(Point placement records)
※ ※ ※

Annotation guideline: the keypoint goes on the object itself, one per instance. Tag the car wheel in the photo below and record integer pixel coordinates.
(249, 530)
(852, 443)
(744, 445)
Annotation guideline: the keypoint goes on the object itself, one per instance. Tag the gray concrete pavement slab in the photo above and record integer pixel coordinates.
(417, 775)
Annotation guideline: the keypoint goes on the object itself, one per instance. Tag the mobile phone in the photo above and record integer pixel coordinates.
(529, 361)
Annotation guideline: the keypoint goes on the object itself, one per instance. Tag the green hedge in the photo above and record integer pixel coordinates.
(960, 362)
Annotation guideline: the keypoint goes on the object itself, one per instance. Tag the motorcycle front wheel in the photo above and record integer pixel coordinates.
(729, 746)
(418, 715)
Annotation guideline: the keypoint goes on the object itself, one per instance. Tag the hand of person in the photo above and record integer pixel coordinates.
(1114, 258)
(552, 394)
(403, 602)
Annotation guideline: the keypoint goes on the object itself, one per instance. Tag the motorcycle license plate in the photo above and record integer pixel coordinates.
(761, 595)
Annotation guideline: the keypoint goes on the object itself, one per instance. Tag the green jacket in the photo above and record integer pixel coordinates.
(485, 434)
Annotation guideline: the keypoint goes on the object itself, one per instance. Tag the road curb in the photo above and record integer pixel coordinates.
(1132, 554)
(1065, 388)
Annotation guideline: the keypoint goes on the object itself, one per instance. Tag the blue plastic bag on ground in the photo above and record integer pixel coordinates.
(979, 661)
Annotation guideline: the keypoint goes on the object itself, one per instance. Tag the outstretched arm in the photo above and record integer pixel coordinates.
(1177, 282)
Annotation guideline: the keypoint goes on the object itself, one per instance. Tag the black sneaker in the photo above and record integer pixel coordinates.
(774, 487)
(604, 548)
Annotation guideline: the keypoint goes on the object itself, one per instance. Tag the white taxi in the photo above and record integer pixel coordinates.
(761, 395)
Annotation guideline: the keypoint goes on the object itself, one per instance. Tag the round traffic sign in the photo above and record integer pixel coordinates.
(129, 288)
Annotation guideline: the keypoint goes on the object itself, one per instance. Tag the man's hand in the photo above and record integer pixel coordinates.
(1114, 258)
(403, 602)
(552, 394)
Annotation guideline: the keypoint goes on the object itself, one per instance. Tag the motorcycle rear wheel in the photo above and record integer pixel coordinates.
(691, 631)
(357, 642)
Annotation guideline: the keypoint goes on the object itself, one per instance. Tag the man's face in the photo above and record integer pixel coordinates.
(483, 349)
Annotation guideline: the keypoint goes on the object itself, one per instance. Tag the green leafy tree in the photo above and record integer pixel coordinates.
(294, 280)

※ ※ ※

WHAT THE EXERCISE ASKS:
Reproduce only the lines running from the one with "the motorcycle license" through the final line of the listing above, both ends included.

CORRECT RESPONSE:
Annotation guideline: the keypoint goes on the object itself, one per instance. Tag the motorcycle license plate in the photo above and record integer pixel coordinates.
(761, 595)
Annotation guideline: the keypoint goes on the object itself, one per instance. Tag the green jacket in the photo above and record integer pixel coordinates.
(485, 434)
Annotation guideline: the keypoint goes on the object itself, one per instance. Tag the road curb in the photo above and record integer pixel coordinates.
(1132, 554)
(1065, 388)
Annotation guideline: the keypoint goes on the object itself, one per instance. Tag the blue plastic bag on ground in the photo above and record integer pixel coordinates.
(979, 661)
Annotation guideline: the keypoint goes on the object itself, one per instance. Tag the outstretched arm in the photo above and record integer pixel coordinates.
(1177, 282)
Annotation guideline: the keypoint goes on the object itself, one per instance. Tag the black sneaker in the photo above and record integer pixel coordinates.
(774, 487)
(604, 548)
Annotation guideline: the keypoint goes on the object itself, one per instance. Tag the white taxi in the photo above and record integer pixel coordinates.
(761, 395)
Annotation guideline: the keypoint goes on the object itself, one per instance. Tag the round traffic sign in the photo above and record integer pixel coordinates.
(129, 288)
Annotation guideline: the keypoint goes on the object itself, one per instance. Tag the man's hand in the photo above and record integer pixel coordinates.
(1114, 258)
(403, 602)
(552, 394)
Annotation guideline: the keypoint goes on the object itself, one per instance. Tag the motorcycle rear wheel in the photo above and record integer pixel coordinates.
(691, 631)
(357, 642)
Annotation guideline: the keypoint goes on the object itself, one per instance. Tag the man's face in the photo above and record integer pixel coordinates.
(483, 349)
Annotation guideline: the keypoint goes on the object itself, one per instance. Tag the green leafy tree in the photo above and record integer pixel coordinates.
(294, 280)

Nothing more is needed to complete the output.